● REQUIREMENT
Copy the entries exactly. Leave out any pictures.

● DATA TO EXAMINE
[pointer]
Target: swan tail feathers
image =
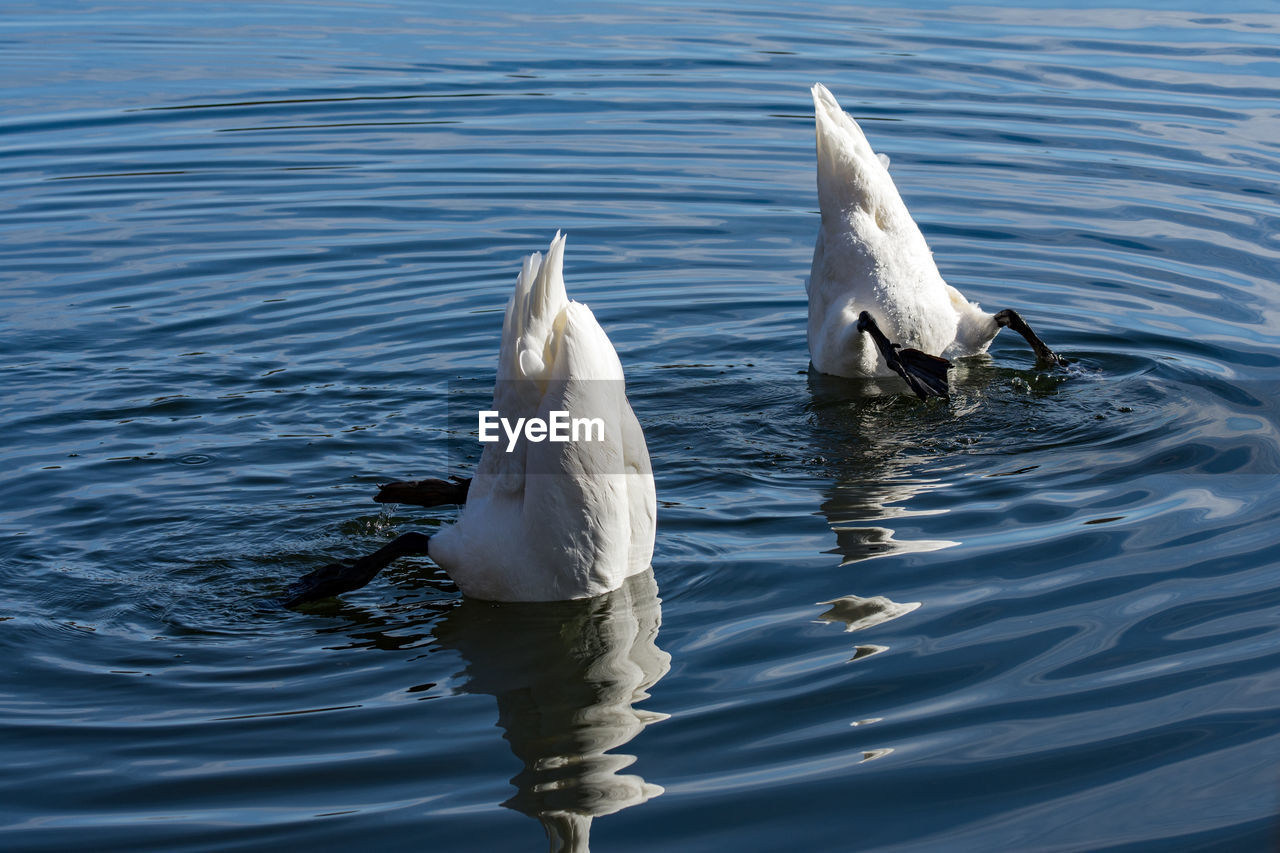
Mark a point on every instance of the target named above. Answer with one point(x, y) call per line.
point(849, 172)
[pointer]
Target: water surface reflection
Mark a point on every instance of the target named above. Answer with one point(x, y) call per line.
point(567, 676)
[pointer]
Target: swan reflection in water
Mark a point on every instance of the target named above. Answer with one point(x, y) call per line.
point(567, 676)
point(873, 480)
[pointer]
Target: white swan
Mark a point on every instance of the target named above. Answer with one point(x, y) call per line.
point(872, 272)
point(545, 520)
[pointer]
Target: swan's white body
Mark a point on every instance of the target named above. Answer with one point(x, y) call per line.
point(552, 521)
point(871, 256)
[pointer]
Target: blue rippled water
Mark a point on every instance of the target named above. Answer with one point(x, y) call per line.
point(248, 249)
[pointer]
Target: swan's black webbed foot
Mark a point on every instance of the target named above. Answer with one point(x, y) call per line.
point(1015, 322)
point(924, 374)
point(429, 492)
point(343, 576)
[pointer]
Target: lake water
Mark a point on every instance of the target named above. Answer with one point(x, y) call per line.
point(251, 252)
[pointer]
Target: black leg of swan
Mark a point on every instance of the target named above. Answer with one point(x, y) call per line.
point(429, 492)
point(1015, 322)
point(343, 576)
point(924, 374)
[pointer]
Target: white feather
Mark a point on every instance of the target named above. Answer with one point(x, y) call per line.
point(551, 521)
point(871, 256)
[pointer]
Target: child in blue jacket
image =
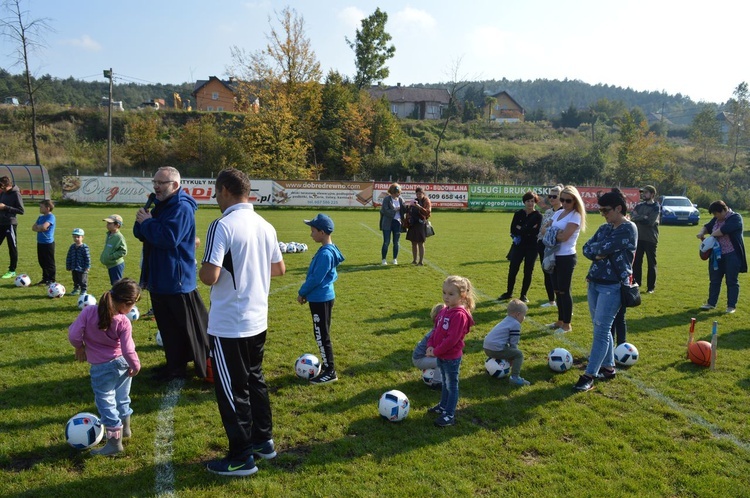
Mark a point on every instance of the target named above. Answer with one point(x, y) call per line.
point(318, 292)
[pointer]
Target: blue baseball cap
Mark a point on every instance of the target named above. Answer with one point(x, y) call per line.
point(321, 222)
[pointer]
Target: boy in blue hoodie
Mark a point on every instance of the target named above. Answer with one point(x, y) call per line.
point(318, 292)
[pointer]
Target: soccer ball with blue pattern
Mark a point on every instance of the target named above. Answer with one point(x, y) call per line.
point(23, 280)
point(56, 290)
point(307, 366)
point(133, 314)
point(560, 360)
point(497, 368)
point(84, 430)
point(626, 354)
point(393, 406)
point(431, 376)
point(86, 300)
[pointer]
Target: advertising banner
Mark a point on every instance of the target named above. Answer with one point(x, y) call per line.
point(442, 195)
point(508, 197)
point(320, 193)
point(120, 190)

● TASK RESULT
[pointer]
Target: swan tail feathers
image =
Mark a point on every instance of the target named above. Answer with one point(x, y) call per line.
point(849, 172)
[pointer]
Target: water surface reflection
Mark a point on every instance of the target named above. Answer with one point(x, y) call per line.
point(567, 676)
[pointer]
Target: swan reflection in water
Mark a point on every instance of the target named above. Answer with one point(x, y) call per line.
point(567, 676)
point(873, 480)
[pointer]
Target: white swan
Mark a point on every instance of the target named above. Answer with one point(x, y) call per line.
point(872, 272)
point(545, 520)
[pointer]
Target: swan's white body
Mark a point on every instance of the target named above. Answer with one point(x, y) call per line.
point(552, 521)
point(871, 256)
[pointer]
Target: blue rippled water
Mark a point on every instance of the target named above. Answer with one point(x, y) call per line.
point(248, 249)
[pointer]
Target: swan's black webbed foot
Mark a point on every instance of the target named above. Answer with one point(x, y) call per line.
point(1015, 322)
point(924, 374)
point(429, 492)
point(343, 576)
[pointer]
Target: lake water
Mark a point on every instance of the target named above. Answer with one point(x, y) call per line.
point(251, 252)
[pointer]
Target: black leg of swan
Mark a point on every instance of the target named above. Answer with one point(x, y) call per line.
point(429, 492)
point(1015, 322)
point(343, 576)
point(924, 374)
[pointer]
Target: white feather
Mark a point on every instance of the target named above. Answer with one point(x, y) call per line.
point(551, 521)
point(871, 256)
[pointer]
Target: child in blue jacket
image =
Mark a point on every instance of the target named above. Answer with one point(x, y) call per line.
point(318, 292)
[pointer]
Target: blue baseball cap
Mark a point on every instance of the target named above. Answer with one point(x, y) call per line.
point(321, 222)
[pointer]
Target: boy in blue hoodie
Mark a point on every instance of the target named above. Answer with one point(x, y) call per line.
point(318, 292)
[pointer]
Target: soccer ball with blue pattern
Mark a point on every instance of the target named above. Answer with one point(x, y) call per line.
point(23, 280)
point(56, 290)
point(307, 366)
point(133, 314)
point(560, 360)
point(497, 368)
point(84, 430)
point(626, 354)
point(393, 406)
point(431, 376)
point(86, 300)
[pointer]
Target: advertising banner
Mark a point on every instance of the target named above. Answer with one point(x, y) call per line.
point(442, 195)
point(508, 197)
point(320, 193)
point(120, 190)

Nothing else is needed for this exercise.